WORKING DATA:
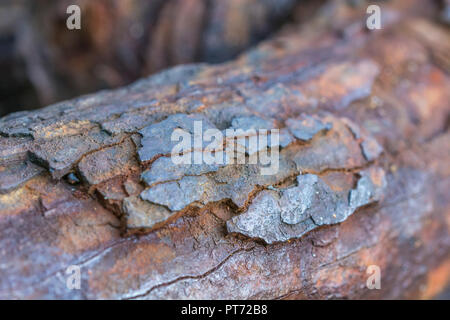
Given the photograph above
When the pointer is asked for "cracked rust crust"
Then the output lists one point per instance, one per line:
(363, 176)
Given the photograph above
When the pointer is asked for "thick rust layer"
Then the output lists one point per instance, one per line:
(364, 118)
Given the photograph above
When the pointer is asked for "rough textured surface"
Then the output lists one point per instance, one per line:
(366, 182)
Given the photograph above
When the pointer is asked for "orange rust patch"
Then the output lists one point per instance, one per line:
(437, 280)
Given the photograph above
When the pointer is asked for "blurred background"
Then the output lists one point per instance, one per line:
(42, 62)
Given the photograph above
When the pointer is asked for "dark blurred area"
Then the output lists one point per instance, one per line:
(42, 61)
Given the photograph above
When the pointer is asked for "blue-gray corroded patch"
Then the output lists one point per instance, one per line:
(290, 213)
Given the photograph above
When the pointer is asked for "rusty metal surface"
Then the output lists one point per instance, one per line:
(364, 121)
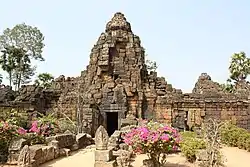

INSTRUCTIONS FOR THE TASK:
Without the pictures, return the entries exactly as they appear.

RESPONSE TO THE TASK:
Given the photograph above
When the pointer is asked for "cracked rust crust"
Then the output lists one point per instance, one per line:
(363, 176)
Given the photograph above
When the pointer is asked for "thick rust layer"
Then the output lists one point per instance, one per line:
(364, 118)
Given the photograph above
When the pointer is asked for "rough textured surface"
Then the output lists one point per instance, one per line:
(366, 182)
Given the photograph above
When the pointer is asked for "orange rust patch"
Then the output lists one point per instance, one per line:
(437, 280)
Given the photograph above
When the pointer is asked for "blurred background"
Then the output lists one point per instance, one per line:
(42, 62)
Given the photograph above
When the pointer is asked for "dark blurred area"
Then the output lists one point per instance, one per line:
(42, 61)
Given the photograph above
When the pointer is asked for "blue-gray corroded patch"
Then the output lists one point per instance, one per line:
(290, 213)
Given the photograph above
When the pointer is asked for "rusty metal surface"
Then the output lists one point per instance, one per line:
(364, 121)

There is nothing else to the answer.